- EXERCISE AIM
Exact copies of all the entries are needed.

- EXTRACTED MATERIAL
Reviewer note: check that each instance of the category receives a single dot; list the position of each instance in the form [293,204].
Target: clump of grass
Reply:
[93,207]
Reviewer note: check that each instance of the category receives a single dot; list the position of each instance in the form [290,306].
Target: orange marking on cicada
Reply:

- ANSWER FOR THIS EXERCISE
Reviewer note: check that each instance of the category receives a single dot; list the position of each instance in the form [293,204].
Target: clump of grass
Reply:
[93,207]
Reviewer note: check that each instance of the category receives a single dot; list the position of each instance in the form [290,306].
Target: orange marking on cicada
Reply:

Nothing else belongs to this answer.